» Text extract
# The “Myth of Multitasking”



## Wiltshireman (Jan 23, 2013)

I know I am lucky as my wife and I both work hard to keep our home running smoothly but we do have disagreements about the best way to get all the jobs done, what standard they need to be carried out to and the order of priority.

My wife “thinks” that women have some special ability to “multitask” where as I believe in completing each job in turn before starting the next.

My wife gave as an example of her (and women in generals) ability to “multitask” that at this particular time she was, Cooking Dinner, Doing the Laundry and looking after our youngest child. As I was feeling a bit underappreciated at that time I replied that, the oven was cooking the dinner, half the laundry was in the washer and half in the dryer, she was sitting down with a well deserved coffee watching children’s TV with our child and that that was NOT “multitasking”.

At the moment I have just got a small amount of tilling to do to complete the refurbishment of our kitchen (I will do it after work this evening) and once that is done I will start on the next project (clean out, paint, insulate the shed / workshop).

Do you believe in “multitasking”? How do you each approach household chores / jobs? If you have different approaches does it cause problems between you?


----------



## phillybeffandswiss (Jan 20, 2013)

» Dataset excerpt
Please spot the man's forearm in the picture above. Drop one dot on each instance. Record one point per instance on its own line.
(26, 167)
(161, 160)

» Written request 1
Sum up the multitasking thread in three sentences.
» Written request 2
Decide whether each statement agrees with the multitasking thread, answering yes or no and quoting the words of the thread that settle it. (a) The poster plans to work on the shed after finishing the kitchen. (b) The poster agrees that women have a special ability to multitask. (c) At the time of the wife's example, half the laundry was in the dryer.
» Written request 3
Write the next part of the multitasking thread, picking up after the last line shown.

» Exercise response 1
The poster and their wife disagree about how household jobs should be done. She holds that women can multitask, while the poster believes in finishing each job before starting the next. When she cited cooking dinner, doing laundry and looking after their youngest child all at once, the poster replied that the oven and the washer and dryer were doing the work while she sat with a coffee watching children's TV, and the post ends by asking readers whether they believe in multitasking and how they approach chores.

» Exercise response 2
(a) Yes: "once that is done I will start on the next project (clean out, paint, insulate the shed / workshop)"
(b) No: "where as I believe in completing each job in turn before starting the next"
(c) Yes: "half the laundry was in the washer and half in the dryer"

» Exercise response 3
LOL many men and women can multitask, your wife is wrong with her gender bias. Let me guess, you put the clothes in the wash, the other half in the dryer, turned on the TV for your child, got the food ready that was put in the oven made the coffee she was drinking, knew when all of those things ended and when they needed to be removed? All while carrying on a little bit of bickering with her?

LOL! Yes, I believe in multitasking.

Sounds like you wanted to argue about something insignificant. Bad day at work?


----------



## 2ntnuf (Jul 14, 2012)

Most times, I'll do the laundry and wash dishes or make out the bill payments all while checking on TAM crap and thinking about what I want for dinner. 

Today, I started the dishes soaking. I have to do them by hand. I put some chicken in the oven and some rice in a pot to simmer. I went upstairs, knowing that it would take a good twenty-five minutes for the rice to cook. I spread out an old sheet in the bathroom and cut my own hair. I had to come downstairs to check the rice, twice. I washed a few dishes while downstairs and then went back up while a few more were soaking a bit. I finished my haircut and cleaned up. I came downstairs and stirred the rice and finished a few dishes. Oh, I was on TAM, too. 

It can be done. Now, tiling? That's a bit different, but I imagine it might be possible to do something else while the tile is setting? While cutting, spreading adhesive or grout and backbuttering, I'm not so sure? Working on the shed? Same deal.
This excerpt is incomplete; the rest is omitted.